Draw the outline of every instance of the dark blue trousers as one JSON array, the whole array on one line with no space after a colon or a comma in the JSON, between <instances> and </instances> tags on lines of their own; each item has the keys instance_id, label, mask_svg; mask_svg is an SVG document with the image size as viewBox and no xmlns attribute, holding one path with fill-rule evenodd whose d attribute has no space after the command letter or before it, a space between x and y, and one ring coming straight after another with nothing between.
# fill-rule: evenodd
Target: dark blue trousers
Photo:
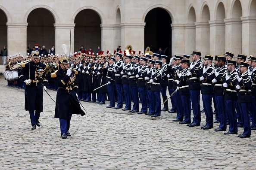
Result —
<instances>
[{"instance_id":1,"label":"dark blue trousers","mask_svg":"<svg viewBox=\"0 0 256 170\"><path fill-rule=\"evenodd\" d=\"M201 110L200 110L200 90L190 90L189 94L192 105L194 117L194 123L200 124L201 122Z\"/></svg>"},{"instance_id":2,"label":"dark blue trousers","mask_svg":"<svg viewBox=\"0 0 256 170\"><path fill-rule=\"evenodd\" d=\"M73 107L69 105L68 109L68 118L67 119L64 118L59 119L59 124L60 125L60 134L62 135L63 133L67 133L69 130L70 127L70 120L73 112Z\"/></svg>"},{"instance_id":3,"label":"dark blue trousers","mask_svg":"<svg viewBox=\"0 0 256 170\"><path fill-rule=\"evenodd\" d=\"M252 111L252 128L256 127L256 96L252 96L251 103Z\"/></svg>"},{"instance_id":4,"label":"dark blue trousers","mask_svg":"<svg viewBox=\"0 0 256 170\"><path fill-rule=\"evenodd\" d=\"M203 109L206 116L206 125L213 126L213 112L212 107L212 100L213 94L202 94Z\"/></svg>"},{"instance_id":5,"label":"dark blue trousers","mask_svg":"<svg viewBox=\"0 0 256 170\"><path fill-rule=\"evenodd\" d=\"M169 94L170 94L170 95L172 95L172 94L175 91L175 90L172 88L168 88L168 91L169 91ZM174 94L171 97L171 102L172 103L171 110L176 111L177 110L176 106L176 99L175 99Z\"/></svg>"},{"instance_id":6,"label":"dark blue trousers","mask_svg":"<svg viewBox=\"0 0 256 170\"><path fill-rule=\"evenodd\" d=\"M130 92L129 85L128 84L123 84L123 88L125 92L125 108L131 109L131 93Z\"/></svg>"},{"instance_id":7,"label":"dark blue trousers","mask_svg":"<svg viewBox=\"0 0 256 170\"><path fill-rule=\"evenodd\" d=\"M180 95L180 92L177 91L173 95L175 96L175 98L176 101L177 101L177 116L176 118L183 120L183 117L184 117L184 108L182 107L181 104L181 98Z\"/></svg>"},{"instance_id":8,"label":"dark blue trousers","mask_svg":"<svg viewBox=\"0 0 256 170\"><path fill-rule=\"evenodd\" d=\"M154 91L153 92L154 100L156 102L155 115L161 115L161 98L160 91Z\"/></svg>"},{"instance_id":9,"label":"dark blue trousers","mask_svg":"<svg viewBox=\"0 0 256 170\"><path fill-rule=\"evenodd\" d=\"M225 131L227 130L227 113L224 106L224 97L215 96L215 99L220 121L219 128Z\"/></svg>"},{"instance_id":10,"label":"dark blue trousers","mask_svg":"<svg viewBox=\"0 0 256 170\"><path fill-rule=\"evenodd\" d=\"M117 107L123 107L123 87L122 84L116 84L117 97Z\"/></svg>"},{"instance_id":11,"label":"dark blue trousers","mask_svg":"<svg viewBox=\"0 0 256 170\"><path fill-rule=\"evenodd\" d=\"M113 84L111 83L107 85L107 88L109 94L109 98L110 101L109 101L109 106L115 107L116 99L115 98L115 94L114 93Z\"/></svg>"},{"instance_id":12,"label":"dark blue trousers","mask_svg":"<svg viewBox=\"0 0 256 170\"><path fill-rule=\"evenodd\" d=\"M134 110L139 110L139 94L138 94L138 88L135 86L131 87L131 94L133 100L133 106L132 109Z\"/></svg>"},{"instance_id":13,"label":"dark blue trousers","mask_svg":"<svg viewBox=\"0 0 256 170\"><path fill-rule=\"evenodd\" d=\"M151 91L150 89L147 90L147 97L149 100L149 107L148 108L148 113L155 114L155 111L156 110L155 107L155 100L154 100L153 92Z\"/></svg>"},{"instance_id":14,"label":"dark blue trousers","mask_svg":"<svg viewBox=\"0 0 256 170\"><path fill-rule=\"evenodd\" d=\"M29 113L29 116L30 117L30 121L31 121L31 125L36 124L36 120L38 120L40 117L41 112L36 109L35 112Z\"/></svg>"},{"instance_id":15,"label":"dark blue trousers","mask_svg":"<svg viewBox=\"0 0 256 170\"><path fill-rule=\"evenodd\" d=\"M237 100L225 100L225 106L226 109L228 121L229 121L229 128L228 131L237 133L237 121L236 107Z\"/></svg>"},{"instance_id":16,"label":"dark blue trousers","mask_svg":"<svg viewBox=\"0 0 256 170\"><path fill-rule=\"evenodd\" d=\"M182 107L184 108L184 120L187 123L191 123L191 101L189 95L181 95Z\"/></svg>"},{"instance_id":17,"label":"dark blue trousers","mask_svg":"<svg viewBox=\"0 0 256 170\"><path fill-rule=\"evenodd\" d=\"M147 91L146 91L146 88L144 87L138 87L139 93L140 96L140 100L141 100L141 112L145 112L145 113L147 113Z\"/></svg>"},{"instance_id":18,"label":"dark blue trousers","mask_svg":"<svg viewBox=\"0 0 256 170\"><path fill-rule=\"evenodd\" d=\"M250 103L238 103L244 128L243 134L250 136L251 131L250 116L249 114L249 104Z\"/></svg>"}]
</instances>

● ● ● ●

Please count the lines of the data above that contain the string "instances", matching case exactly. Reply with the number alone.

3